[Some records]

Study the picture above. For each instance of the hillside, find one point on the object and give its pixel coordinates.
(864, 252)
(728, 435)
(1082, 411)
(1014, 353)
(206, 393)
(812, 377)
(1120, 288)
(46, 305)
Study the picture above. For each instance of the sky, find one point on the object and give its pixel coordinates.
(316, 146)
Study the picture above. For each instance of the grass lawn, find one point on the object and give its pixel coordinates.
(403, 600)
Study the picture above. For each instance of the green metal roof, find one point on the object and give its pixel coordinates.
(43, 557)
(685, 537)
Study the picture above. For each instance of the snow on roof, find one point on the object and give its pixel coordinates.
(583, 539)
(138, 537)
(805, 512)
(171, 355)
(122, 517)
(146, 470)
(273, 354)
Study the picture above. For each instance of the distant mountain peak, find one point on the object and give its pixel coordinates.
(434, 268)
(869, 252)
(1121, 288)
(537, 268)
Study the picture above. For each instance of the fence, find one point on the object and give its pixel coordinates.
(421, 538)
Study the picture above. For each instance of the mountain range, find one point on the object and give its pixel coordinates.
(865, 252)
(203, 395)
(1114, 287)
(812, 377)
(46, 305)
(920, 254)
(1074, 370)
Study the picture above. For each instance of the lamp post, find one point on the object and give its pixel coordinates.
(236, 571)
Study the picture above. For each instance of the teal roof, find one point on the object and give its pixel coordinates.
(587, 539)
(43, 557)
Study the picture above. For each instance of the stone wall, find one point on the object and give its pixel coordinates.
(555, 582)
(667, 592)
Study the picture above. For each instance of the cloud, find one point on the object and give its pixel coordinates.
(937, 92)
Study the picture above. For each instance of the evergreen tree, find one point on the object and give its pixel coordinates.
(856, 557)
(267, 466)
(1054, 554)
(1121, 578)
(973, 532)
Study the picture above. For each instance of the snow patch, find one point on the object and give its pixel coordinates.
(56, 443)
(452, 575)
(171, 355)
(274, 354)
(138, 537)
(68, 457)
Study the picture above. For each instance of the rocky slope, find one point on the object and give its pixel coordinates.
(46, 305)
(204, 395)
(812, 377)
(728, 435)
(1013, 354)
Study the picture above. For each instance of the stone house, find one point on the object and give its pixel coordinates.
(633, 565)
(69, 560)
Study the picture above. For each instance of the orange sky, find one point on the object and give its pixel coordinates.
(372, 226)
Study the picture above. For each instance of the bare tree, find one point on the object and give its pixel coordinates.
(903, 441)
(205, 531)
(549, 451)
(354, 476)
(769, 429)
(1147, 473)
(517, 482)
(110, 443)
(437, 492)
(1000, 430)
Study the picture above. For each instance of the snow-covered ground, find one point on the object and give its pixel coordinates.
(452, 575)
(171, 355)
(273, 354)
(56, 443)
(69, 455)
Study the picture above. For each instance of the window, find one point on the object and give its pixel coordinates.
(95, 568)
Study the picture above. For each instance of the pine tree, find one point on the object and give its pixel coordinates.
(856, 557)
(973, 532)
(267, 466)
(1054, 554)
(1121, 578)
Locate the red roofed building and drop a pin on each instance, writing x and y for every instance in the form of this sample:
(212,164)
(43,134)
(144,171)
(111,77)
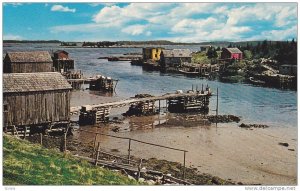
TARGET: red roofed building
(231,53)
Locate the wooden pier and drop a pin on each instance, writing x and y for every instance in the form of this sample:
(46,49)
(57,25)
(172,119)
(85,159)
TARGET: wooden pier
(175,102)
(95,83)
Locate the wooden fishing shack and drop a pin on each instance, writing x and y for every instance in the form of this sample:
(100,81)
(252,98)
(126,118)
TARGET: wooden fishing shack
(27,62)
(62,62)
(35,101)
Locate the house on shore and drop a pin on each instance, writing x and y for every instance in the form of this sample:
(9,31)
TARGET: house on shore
(175,57)
(27,62)
(35,99)
(62,62)
(288,70)
(205,48)
(152,53)
(231,53)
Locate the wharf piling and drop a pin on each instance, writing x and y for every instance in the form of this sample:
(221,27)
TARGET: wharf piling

> [TASK INSTRUCTIONS]: Your task is to quote exactly the lines from the one with "Locate the red" through the end of the material, both included, without reproducing any pictures.

> [ANSWER IN FULL]:
Locate the red roofed building and drop a pin on each instance, writing x and y for every instance in the form of this sample:
(212,164)
(43,134)
(144,171)
(111,77)
TARGET: red roofed building
(231,53)
Locate the wooden pier and drop a pin on each instance, writing x and y for every instance in the form of this sample:
(46,49)
(57,25)
(172,119)
(85,159)
TARGET: wooden pier
(175,102)
(95,83)
Locate the wooden fishing shack and drop a pin on each instance, writing x and y for every instance in the form of this sample:
(100,81)
(252,98)
(126,118)
TARGET: wooden fishing shack
(27,62)
(62,62)
(35,101)
Locate the house on shore and drop a pin on each instance, writing x and y for every instance in the form of this sample:
(9,31)
TARGET: house on shore
(175,57)
(27,62)
(35,99)
(62,62)
(288,70)
(205,48)
(152,53)
(231,53)
Locate the wharf piling and drop a pin on each instance, writing x and y for every instance in the form of this sample:
(221,27)
TARGET: wharf piling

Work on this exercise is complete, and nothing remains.